<<<<

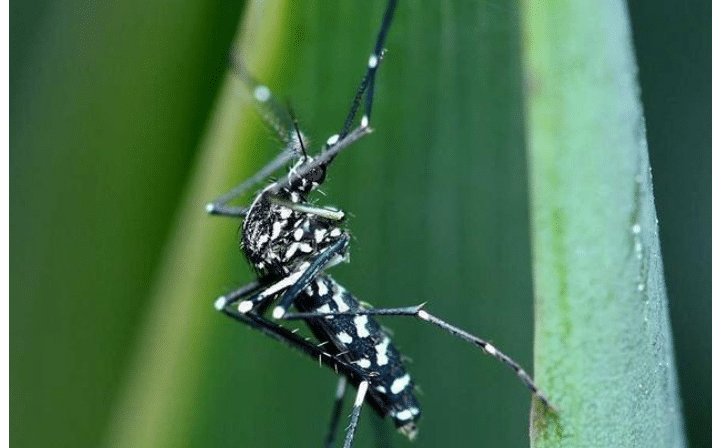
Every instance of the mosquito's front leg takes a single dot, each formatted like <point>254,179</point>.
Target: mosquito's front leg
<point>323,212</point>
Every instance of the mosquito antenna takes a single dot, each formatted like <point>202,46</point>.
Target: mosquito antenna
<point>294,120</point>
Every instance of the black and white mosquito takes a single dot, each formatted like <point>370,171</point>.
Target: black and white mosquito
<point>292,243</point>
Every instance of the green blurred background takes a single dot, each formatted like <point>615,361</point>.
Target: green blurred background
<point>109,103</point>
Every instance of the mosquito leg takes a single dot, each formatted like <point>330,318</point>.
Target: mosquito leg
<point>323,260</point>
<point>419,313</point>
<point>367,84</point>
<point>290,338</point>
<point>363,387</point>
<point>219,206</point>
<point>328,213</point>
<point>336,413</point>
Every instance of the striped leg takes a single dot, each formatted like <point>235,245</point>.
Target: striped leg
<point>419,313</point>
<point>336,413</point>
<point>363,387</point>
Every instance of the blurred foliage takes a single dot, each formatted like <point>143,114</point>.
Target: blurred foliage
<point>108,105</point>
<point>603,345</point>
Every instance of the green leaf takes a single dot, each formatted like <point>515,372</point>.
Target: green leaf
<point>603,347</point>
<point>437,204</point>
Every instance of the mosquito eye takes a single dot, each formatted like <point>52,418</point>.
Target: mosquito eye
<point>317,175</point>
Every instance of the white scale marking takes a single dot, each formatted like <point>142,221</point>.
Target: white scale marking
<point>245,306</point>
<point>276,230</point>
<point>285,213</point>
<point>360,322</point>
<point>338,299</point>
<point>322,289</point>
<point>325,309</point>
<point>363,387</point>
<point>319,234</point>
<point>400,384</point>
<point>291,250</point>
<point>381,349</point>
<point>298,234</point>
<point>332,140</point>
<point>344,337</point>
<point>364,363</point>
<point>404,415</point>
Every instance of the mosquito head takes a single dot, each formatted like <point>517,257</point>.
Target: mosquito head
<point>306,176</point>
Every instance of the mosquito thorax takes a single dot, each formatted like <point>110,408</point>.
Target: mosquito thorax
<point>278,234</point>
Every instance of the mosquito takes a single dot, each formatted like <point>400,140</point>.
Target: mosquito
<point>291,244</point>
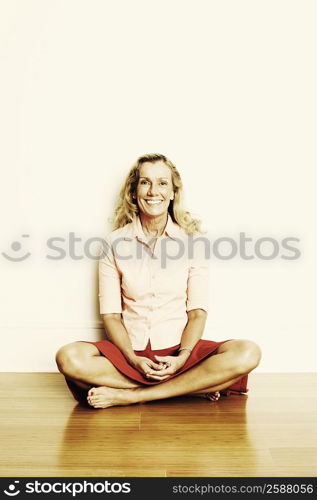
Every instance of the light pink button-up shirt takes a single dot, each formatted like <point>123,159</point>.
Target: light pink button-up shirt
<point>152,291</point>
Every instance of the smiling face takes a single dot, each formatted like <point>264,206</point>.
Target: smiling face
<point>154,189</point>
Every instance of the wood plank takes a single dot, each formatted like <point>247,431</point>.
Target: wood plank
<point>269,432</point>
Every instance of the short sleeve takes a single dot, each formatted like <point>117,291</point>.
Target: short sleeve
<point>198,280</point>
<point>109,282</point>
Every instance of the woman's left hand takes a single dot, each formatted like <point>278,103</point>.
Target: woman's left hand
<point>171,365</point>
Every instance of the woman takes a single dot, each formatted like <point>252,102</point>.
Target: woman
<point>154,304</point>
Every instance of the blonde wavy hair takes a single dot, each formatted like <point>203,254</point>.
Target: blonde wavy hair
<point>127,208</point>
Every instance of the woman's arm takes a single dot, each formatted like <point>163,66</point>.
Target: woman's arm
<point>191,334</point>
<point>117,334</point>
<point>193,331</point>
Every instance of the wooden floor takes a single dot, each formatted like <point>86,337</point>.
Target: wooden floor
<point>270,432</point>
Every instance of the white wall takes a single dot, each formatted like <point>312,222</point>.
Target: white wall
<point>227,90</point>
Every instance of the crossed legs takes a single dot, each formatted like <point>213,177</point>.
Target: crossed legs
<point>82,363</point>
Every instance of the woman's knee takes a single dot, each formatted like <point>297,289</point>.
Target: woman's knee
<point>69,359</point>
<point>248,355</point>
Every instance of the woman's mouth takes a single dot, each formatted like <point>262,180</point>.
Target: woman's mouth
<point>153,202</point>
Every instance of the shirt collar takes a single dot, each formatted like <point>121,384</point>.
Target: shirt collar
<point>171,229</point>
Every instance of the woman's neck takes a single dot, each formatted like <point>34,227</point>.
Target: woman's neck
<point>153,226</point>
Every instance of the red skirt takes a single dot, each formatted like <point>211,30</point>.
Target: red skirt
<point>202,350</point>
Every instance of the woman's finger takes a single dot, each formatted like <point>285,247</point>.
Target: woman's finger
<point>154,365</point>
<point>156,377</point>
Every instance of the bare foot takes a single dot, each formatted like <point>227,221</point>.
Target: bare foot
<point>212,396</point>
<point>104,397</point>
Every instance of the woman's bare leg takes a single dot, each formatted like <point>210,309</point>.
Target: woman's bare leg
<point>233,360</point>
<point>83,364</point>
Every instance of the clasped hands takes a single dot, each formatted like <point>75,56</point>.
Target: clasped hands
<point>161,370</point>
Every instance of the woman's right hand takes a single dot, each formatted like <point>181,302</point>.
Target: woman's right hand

>>>>

** Given problem **
Could you copy out, word for word, the lines of the listing above, starting at the line containing "Every instance of the mosquito head" and ending at the line containing "<point>278,234</point>", with both of those lines included?

** Final answer **
Every instance of the mosquito head takes a single dot, each formatted like <point>517,257</point>.
Target: mosquito head
<point>306,176</point>
Every instance of the mosquito thorax takes a single dot, each formatted like <point>110,408</point>.
Target: mosquito thorax
<point>278,234</point>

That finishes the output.